**Work item**
Print out the data that follows exactly, character for character, apart from the pictures.

[Region pointing data]
○ ○ ○ ○

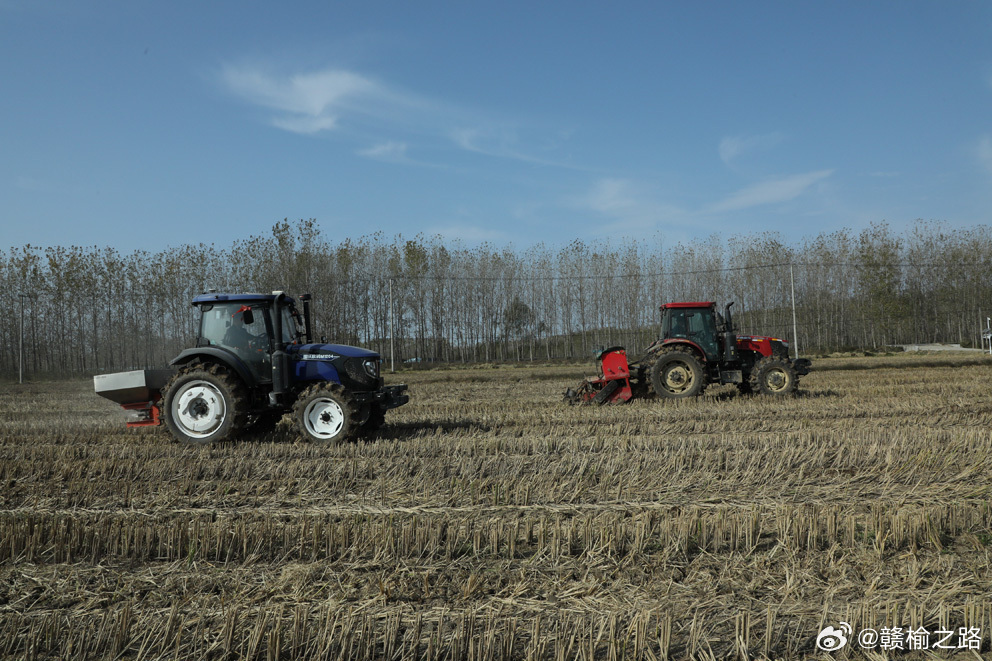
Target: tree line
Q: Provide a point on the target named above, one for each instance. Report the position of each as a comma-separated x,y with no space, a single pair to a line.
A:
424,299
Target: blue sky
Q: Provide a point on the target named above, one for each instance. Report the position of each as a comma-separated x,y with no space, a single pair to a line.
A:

○ ○ ○ ○

**Result of the task**
Target: tree line
Q: Provide a point on the target named above, one for each instance. Report the position of each as a comma-separated x,y with no space, a single pair to a line.
A:
424,299
Target: blue sky
Q: Provide a point on the target named above, one for each instance. Report the position of each as a comma-separated x,y with no space, a single pair to a line.
A:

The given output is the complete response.